'''
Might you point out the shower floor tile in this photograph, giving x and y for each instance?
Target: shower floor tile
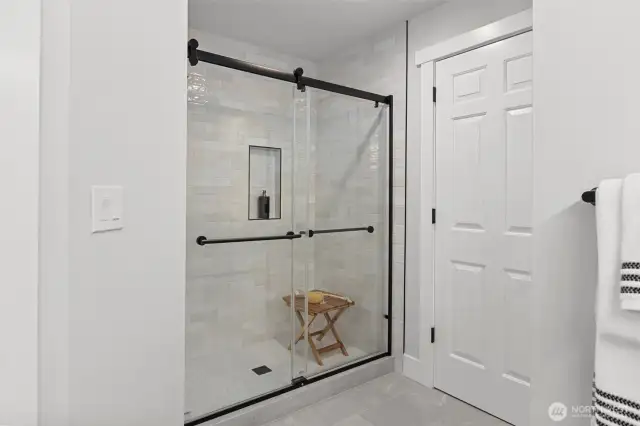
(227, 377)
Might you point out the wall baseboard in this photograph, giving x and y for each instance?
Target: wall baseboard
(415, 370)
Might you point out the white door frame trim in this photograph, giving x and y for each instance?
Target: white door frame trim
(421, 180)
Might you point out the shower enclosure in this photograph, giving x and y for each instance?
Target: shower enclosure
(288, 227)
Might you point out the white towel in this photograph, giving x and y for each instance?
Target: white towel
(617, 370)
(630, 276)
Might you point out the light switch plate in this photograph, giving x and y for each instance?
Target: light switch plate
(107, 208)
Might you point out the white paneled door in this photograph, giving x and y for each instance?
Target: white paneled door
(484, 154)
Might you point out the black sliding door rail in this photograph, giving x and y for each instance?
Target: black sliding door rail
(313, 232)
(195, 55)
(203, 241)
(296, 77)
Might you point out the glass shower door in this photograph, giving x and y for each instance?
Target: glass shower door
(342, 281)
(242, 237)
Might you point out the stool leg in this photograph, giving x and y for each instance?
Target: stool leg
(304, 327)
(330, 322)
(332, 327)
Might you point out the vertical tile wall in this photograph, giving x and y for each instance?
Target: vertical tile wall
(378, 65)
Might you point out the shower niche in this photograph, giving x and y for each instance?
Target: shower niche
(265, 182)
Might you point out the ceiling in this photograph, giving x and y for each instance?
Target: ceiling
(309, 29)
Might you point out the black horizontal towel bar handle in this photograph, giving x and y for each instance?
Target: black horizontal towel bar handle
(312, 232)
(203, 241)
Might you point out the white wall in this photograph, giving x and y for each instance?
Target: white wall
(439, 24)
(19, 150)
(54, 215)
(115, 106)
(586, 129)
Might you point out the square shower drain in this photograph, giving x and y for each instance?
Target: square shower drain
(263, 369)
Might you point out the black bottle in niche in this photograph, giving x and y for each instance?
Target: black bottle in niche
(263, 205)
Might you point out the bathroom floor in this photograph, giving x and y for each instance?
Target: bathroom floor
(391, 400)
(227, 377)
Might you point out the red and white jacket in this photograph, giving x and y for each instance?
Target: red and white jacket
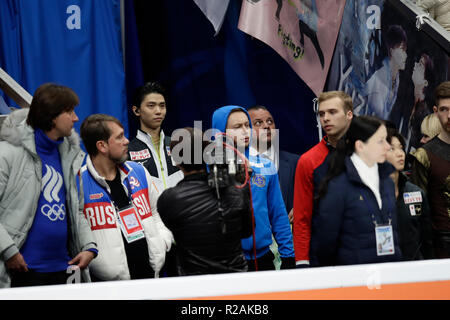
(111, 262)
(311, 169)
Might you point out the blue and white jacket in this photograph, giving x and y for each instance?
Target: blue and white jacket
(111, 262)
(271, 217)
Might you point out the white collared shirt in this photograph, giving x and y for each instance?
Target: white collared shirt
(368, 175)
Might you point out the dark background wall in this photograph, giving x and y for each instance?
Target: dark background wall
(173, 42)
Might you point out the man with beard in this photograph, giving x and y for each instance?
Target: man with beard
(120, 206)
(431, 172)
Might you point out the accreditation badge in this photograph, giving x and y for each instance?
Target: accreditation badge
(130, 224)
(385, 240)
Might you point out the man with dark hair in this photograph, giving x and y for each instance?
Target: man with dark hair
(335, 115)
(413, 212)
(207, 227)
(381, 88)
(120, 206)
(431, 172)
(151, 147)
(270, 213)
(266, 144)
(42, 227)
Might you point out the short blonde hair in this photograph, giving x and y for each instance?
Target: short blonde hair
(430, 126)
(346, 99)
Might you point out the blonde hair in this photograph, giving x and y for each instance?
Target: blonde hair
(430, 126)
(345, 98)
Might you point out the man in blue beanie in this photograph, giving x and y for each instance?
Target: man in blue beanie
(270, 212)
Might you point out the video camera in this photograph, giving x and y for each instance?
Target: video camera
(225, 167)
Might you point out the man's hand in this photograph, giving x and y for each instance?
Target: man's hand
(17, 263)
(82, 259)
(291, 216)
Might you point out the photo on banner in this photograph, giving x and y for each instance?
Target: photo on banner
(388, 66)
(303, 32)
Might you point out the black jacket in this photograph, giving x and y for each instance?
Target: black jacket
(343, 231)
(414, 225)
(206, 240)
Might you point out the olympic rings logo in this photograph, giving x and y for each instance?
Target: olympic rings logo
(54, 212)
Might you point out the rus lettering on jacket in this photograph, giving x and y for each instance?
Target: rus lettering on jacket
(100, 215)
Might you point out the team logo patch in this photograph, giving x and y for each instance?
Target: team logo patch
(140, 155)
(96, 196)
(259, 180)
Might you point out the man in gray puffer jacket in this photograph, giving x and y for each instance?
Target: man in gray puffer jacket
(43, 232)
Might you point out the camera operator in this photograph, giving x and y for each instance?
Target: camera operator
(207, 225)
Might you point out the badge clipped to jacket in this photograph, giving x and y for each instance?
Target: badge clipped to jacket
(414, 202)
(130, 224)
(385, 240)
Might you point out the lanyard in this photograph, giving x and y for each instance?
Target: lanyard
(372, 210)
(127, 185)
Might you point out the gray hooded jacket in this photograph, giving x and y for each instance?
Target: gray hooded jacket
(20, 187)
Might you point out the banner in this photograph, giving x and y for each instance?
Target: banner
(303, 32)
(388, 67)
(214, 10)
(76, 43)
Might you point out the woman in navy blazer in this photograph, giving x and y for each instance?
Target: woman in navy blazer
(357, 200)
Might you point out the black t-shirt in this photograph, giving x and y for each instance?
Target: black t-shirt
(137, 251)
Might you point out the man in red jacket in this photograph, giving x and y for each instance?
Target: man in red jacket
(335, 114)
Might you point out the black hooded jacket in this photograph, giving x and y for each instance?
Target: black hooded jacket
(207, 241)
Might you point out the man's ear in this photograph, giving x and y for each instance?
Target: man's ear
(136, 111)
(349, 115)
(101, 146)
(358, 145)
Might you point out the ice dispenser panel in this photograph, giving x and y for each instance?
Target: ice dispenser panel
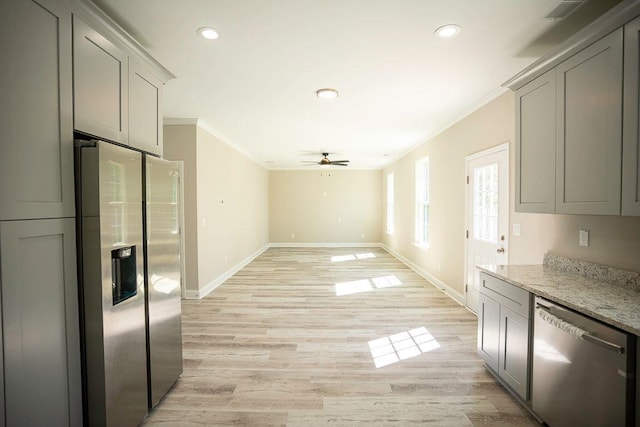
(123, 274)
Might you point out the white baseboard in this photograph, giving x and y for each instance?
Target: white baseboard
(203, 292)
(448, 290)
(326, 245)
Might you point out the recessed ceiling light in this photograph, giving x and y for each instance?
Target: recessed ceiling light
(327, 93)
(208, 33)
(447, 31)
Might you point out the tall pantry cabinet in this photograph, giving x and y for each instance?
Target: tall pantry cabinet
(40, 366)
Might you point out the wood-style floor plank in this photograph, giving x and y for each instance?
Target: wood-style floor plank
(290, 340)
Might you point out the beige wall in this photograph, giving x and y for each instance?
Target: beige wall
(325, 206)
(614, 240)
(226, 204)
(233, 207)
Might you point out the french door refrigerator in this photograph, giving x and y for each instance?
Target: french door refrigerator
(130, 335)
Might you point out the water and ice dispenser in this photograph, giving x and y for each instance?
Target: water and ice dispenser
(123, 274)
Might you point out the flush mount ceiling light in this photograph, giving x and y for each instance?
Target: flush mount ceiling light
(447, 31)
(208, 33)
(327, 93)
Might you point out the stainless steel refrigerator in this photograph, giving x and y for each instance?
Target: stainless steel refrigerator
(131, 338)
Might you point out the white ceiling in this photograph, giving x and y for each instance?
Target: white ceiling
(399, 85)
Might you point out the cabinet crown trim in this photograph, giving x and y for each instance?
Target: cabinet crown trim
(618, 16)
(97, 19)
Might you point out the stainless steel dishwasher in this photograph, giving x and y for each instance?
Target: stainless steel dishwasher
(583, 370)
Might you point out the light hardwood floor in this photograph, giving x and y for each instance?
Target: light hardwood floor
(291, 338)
'''
'''
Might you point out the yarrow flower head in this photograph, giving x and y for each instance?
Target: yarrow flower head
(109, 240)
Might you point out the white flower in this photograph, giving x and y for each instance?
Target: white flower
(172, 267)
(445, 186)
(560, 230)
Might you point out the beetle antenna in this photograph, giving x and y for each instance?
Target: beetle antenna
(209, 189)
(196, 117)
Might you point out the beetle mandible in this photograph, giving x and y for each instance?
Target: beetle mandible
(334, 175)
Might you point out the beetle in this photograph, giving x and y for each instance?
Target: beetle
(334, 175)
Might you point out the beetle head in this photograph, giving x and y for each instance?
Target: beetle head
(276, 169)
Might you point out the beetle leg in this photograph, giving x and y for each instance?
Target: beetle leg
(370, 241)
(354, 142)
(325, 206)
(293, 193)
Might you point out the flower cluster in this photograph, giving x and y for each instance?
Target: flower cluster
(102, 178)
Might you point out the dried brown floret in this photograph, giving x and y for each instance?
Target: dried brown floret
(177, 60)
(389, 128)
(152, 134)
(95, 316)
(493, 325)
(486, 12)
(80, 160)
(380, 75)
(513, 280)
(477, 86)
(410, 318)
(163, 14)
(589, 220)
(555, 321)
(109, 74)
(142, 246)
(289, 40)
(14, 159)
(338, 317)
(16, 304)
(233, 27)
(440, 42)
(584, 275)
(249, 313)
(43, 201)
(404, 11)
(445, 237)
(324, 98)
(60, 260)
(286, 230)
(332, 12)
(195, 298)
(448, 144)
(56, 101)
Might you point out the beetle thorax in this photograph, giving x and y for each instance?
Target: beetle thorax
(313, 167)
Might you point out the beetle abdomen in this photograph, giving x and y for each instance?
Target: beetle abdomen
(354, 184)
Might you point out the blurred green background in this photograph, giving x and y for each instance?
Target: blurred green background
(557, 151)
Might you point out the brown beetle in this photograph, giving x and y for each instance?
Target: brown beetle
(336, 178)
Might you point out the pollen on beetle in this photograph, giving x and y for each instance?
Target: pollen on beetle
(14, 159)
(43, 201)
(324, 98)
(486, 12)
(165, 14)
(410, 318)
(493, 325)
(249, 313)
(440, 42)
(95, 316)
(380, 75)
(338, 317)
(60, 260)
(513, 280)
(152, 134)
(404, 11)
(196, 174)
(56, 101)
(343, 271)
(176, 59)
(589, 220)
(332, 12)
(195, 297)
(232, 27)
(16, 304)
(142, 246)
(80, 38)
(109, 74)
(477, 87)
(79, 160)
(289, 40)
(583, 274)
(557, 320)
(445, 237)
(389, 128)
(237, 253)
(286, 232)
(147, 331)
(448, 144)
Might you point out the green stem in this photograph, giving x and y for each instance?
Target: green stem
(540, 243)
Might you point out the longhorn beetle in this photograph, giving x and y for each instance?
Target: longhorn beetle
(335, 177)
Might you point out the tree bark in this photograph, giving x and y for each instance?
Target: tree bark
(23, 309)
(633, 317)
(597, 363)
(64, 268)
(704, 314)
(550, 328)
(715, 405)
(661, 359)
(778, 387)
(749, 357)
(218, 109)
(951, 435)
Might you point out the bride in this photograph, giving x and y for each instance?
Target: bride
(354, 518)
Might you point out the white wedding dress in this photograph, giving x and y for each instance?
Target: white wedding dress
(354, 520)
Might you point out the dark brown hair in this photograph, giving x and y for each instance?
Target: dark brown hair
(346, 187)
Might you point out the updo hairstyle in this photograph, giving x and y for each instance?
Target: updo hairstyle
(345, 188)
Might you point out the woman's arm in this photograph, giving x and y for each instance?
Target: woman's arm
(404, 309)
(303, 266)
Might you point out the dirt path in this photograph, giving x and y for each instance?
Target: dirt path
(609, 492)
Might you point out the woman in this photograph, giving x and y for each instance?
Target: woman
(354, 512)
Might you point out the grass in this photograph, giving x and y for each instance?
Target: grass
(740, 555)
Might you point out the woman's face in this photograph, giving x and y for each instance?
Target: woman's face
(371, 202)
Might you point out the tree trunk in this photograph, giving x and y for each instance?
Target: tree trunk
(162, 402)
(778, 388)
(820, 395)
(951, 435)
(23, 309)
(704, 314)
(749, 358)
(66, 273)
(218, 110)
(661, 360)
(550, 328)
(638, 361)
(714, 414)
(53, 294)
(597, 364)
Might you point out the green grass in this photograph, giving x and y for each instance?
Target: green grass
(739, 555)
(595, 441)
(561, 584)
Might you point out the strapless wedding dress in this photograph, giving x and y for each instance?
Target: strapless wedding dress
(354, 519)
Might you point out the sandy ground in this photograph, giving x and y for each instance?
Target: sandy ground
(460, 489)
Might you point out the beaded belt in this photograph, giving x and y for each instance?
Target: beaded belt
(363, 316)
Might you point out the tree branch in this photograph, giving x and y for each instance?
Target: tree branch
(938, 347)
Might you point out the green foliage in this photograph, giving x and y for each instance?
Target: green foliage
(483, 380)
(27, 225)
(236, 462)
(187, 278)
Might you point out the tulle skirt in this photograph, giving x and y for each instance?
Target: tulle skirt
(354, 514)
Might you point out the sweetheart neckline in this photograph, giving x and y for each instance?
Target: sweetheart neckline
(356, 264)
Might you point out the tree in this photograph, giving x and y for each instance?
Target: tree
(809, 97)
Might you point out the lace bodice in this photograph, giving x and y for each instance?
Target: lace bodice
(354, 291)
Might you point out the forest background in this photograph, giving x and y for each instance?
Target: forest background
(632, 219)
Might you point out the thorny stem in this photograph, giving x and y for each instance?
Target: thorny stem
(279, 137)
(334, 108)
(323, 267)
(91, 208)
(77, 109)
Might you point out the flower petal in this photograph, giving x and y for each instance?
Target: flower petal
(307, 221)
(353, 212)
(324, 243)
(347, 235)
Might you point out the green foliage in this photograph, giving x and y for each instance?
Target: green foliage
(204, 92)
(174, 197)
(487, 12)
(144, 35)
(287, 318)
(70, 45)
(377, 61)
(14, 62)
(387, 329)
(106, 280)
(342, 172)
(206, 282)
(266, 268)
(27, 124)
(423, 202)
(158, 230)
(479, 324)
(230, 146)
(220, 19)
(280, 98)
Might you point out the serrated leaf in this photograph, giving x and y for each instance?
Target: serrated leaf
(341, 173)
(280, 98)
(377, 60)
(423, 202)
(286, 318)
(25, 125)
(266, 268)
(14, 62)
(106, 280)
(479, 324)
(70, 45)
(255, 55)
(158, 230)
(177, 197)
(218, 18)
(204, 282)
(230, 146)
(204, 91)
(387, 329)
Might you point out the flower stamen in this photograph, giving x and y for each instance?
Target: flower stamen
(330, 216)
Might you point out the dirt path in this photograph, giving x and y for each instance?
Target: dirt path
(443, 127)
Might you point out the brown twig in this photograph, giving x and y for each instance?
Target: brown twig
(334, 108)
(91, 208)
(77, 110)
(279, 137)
'''
'''
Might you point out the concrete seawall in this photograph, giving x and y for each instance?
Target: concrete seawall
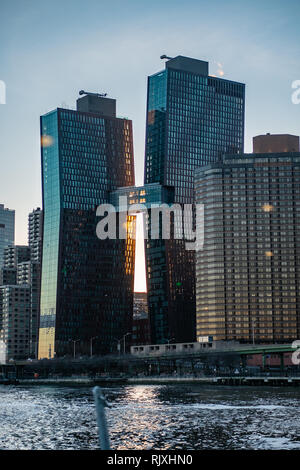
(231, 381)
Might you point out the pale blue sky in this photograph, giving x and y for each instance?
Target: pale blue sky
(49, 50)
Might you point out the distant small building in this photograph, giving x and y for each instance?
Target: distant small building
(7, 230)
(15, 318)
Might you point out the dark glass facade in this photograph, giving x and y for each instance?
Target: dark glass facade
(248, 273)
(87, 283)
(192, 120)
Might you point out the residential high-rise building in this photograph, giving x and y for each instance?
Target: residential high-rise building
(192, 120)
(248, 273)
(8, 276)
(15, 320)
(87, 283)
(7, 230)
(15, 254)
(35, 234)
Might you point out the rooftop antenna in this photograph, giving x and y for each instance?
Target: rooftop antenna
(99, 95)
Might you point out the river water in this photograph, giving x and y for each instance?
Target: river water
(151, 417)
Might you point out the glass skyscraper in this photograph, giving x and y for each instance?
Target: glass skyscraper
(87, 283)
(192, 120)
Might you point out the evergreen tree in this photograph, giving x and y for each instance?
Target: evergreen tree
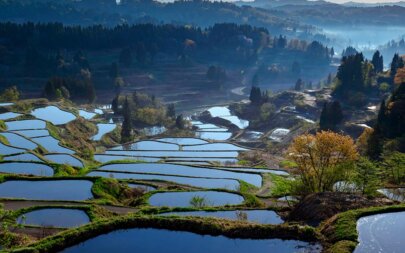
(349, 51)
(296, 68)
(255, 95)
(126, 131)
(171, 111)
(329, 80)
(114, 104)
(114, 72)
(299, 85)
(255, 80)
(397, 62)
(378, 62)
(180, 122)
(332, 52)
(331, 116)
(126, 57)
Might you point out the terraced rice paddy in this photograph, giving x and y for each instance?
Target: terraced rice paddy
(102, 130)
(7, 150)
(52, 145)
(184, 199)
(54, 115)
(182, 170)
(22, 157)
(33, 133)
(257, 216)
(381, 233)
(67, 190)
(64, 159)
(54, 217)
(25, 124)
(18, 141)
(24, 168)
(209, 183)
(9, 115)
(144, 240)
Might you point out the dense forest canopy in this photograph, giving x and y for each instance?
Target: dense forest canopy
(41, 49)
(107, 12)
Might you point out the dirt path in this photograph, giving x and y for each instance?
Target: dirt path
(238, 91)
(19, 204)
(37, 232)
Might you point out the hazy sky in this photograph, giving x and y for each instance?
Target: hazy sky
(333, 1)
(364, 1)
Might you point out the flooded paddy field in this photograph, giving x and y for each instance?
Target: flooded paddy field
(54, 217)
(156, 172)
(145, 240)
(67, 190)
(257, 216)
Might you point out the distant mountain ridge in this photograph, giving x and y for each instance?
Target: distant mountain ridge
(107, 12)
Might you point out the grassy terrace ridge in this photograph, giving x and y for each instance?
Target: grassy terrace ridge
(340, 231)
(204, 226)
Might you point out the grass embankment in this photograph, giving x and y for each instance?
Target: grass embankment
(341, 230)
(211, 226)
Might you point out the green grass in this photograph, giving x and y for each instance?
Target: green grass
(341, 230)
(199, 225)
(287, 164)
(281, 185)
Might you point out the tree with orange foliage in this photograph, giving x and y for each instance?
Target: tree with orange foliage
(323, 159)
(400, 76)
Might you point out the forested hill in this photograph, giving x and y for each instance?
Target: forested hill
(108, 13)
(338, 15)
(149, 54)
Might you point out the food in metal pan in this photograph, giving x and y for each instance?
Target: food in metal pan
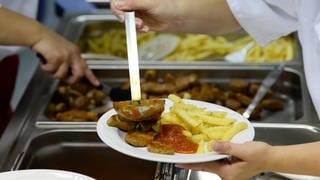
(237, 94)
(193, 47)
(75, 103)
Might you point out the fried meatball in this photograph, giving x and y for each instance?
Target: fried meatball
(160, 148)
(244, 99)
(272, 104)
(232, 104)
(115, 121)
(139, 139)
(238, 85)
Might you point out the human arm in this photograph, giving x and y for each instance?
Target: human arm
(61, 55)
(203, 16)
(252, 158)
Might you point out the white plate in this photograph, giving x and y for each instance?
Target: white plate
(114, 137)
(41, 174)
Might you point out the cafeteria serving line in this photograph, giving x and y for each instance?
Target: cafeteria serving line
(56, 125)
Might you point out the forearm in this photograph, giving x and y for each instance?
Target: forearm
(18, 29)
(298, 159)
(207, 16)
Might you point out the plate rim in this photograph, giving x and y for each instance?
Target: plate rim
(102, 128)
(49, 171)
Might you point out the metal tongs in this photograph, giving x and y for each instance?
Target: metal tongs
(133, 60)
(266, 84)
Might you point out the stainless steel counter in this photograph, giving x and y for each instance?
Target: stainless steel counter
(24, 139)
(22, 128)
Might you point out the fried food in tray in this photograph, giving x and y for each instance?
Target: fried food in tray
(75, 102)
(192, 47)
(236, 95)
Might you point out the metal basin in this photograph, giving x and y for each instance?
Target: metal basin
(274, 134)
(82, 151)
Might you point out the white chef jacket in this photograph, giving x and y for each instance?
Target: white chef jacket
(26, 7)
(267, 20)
'''
[YOUR OBJECTIVE] Going back over the entries above, copy word for word every line from the one that has "Might you point out the dark glass" on through the one that has "Might you point out the rooftop".

[ANSWER BOX]
Might you point out the dark glass facade in this photograph, giving x and y for each instance?
Target: dark glass facade
(248, 273)
(87, 283)
(192, 120)
Might you point out the residential high-rise building in this photograph, giving x and y for each instance?
Target: residential high-rise building
(192, 120)
(248, 273)
(8, 276)
(15, 320)
(87, 283)
(7, 230)
(15, 254)
(35, 234)
Might you point out the rooftop antenna in this photograph, giving x and y for each instance?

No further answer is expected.